*** Opening INPUT ***
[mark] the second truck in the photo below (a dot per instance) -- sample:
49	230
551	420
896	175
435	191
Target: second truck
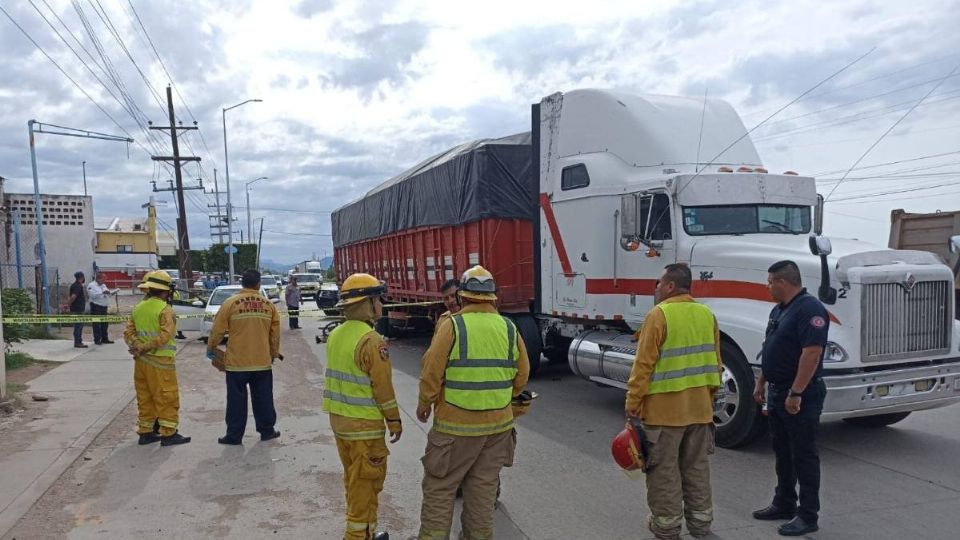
*** Closing INPUT ***
** WHAT YOU HAVE TO DO **
Retype all the entries exactly; drop the pictures.

** WRITTEN RESPONSE **
[mark] the second truck in the photo below (a dot per instance) -- sample:
49	230
551	420
896	175
435	191
Target: second truck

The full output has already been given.